> **GOAL OF THE EXERCISE**
Please copy the records exactly as they appear, with all pictures left out.

--- --- ---

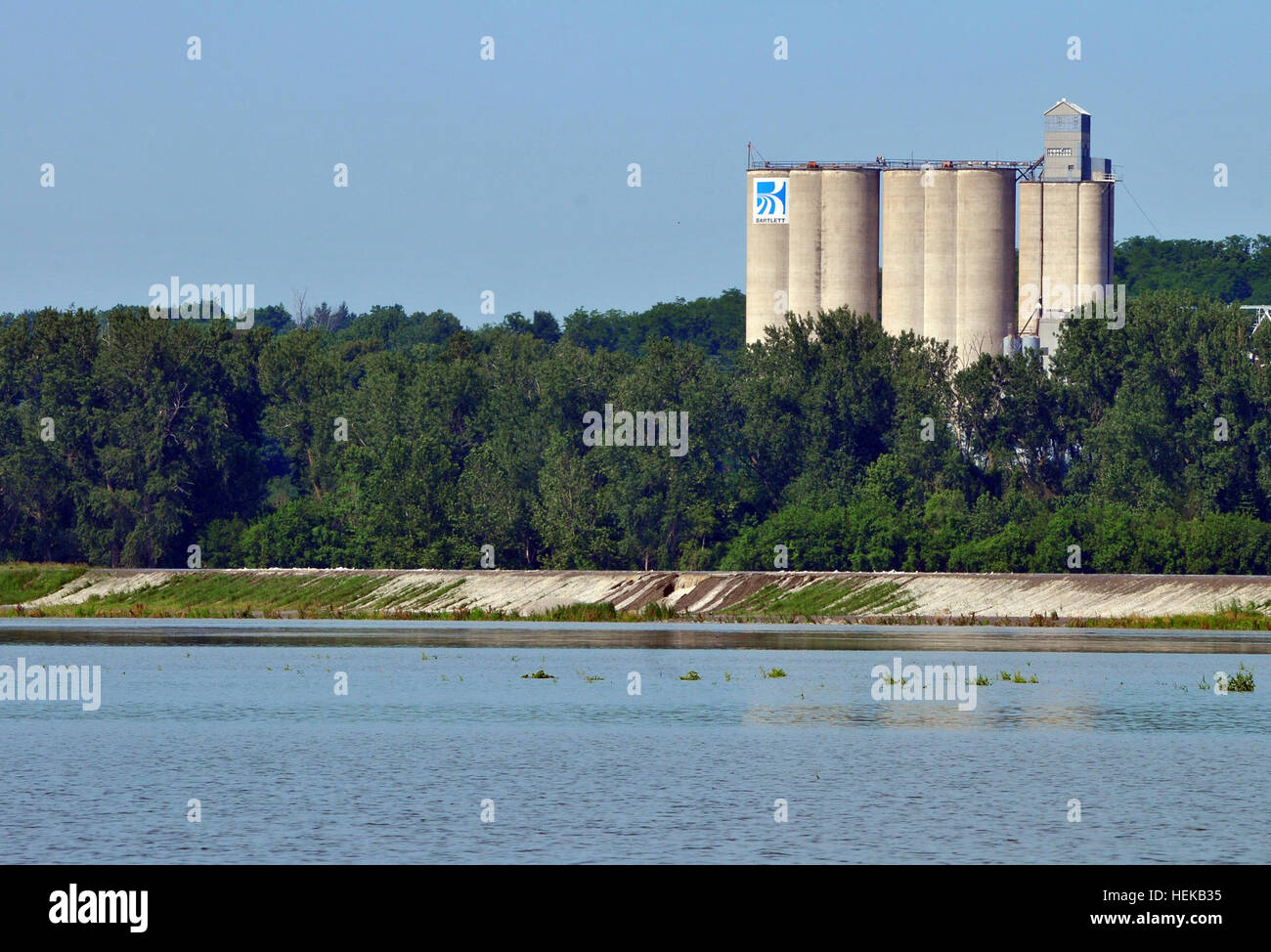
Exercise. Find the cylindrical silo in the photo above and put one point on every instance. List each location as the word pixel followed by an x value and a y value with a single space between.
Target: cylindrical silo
pixel 805 240
pixel 1093 238
pixel 767 259
pixel 986 261
pixel 902 219
pixel 1059 244
pixel 1030 243
pixel 850 240
pixel 940 254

--- --- ---

> **WORKED SOLUTION**
Exercise. Find the cylindrical silo in the photo above and put one point on every instance. List each location as the word pixel followed by an x value and a y value with a single space between.
Target: cylindrical silo
pixel 805 240
pixel 1093 238
pixel 767 259
pixel 986 261
pixel 902 219
pixel 1059 244
pixel 1030 243
pixel 850 240
pixel 940 254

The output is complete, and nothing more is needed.